**Problème à résoudre**:
Répondez à ces questions sur l'extrait consacré au film Africa paradis :
(a) Quel jour de la semaine le film est-il sorti en France ?
(b) Comment s'appellent les deux membres du couple de Français ?
(c) En quelle année Sylvestre Amoussou s'installe-t-il en France ?

**Texte extrait**:
L’Afrique, terre d’accueil d’immigrés européens : fiction ou réalité ? Pour l’heure c’est une fiction intitulée Africa paradis que l’on doit au réalisateur béninois Sylvestre Amoussou. Le film est sorti ce mercredi en France. Il confie à Afrik les obstacles qu’il a dû surmonter pour faire de son utopie cinématographique une œuvre bien réelle qui fait écho aux interrogations de la société française.

L’Afrique est devenue une terre prospère où se bousculent de nombreux immigrés européens à la recherche de lendemains meilleurs. C’est le cas du couple que forme Olivier et Pauline. Refoulés par les services de l’immigration des Etats-Unis d’Afrique, les Français ont rejoint le continent clandestinement. Ce sont les aventures de ces immigrés européens d’un autre temps que nous propose avec humour et dérision Africa paradis, le film de Sylvestre Amoussou, sorti ce mercredi dans les salles françaises. Sylvestre Amoussou est né au Bénin en 1964 et s’installe en France en 1981. Sa carrière artistique démarre véritablement en 1995. Il a déjà réalisé 6 courts-métrages dont la version courte d’Africa paradis. Dans sa dernière fiction, il dénonce l’immigration clandestine et les préjugés dont sont victimes les immigrés africains en les susbstituant à des Européens. Après la littérature avec les Etats-Unis d’Afrique, c’est au tour du cinéma de proposer à voir ce continent prospère dont rêve tous les Africains.

**Documents de référence**:
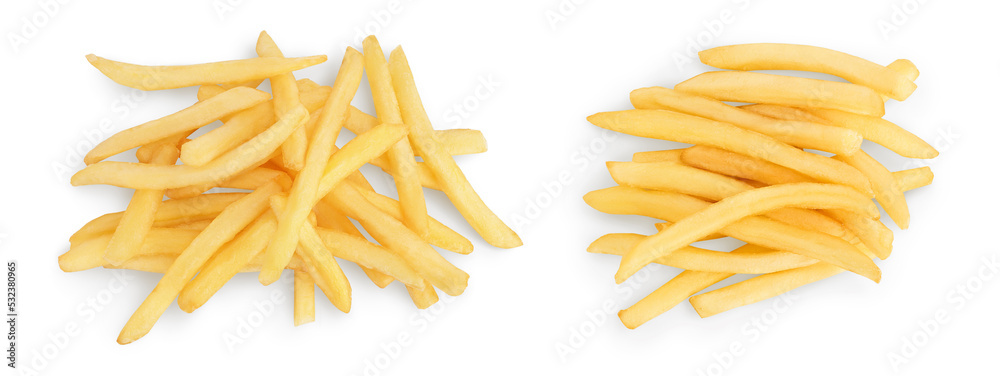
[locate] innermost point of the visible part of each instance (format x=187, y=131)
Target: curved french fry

**Réponse complète**:
(a) Un mercredi.
(b) Olivier et Pauline.
(c) En 1981.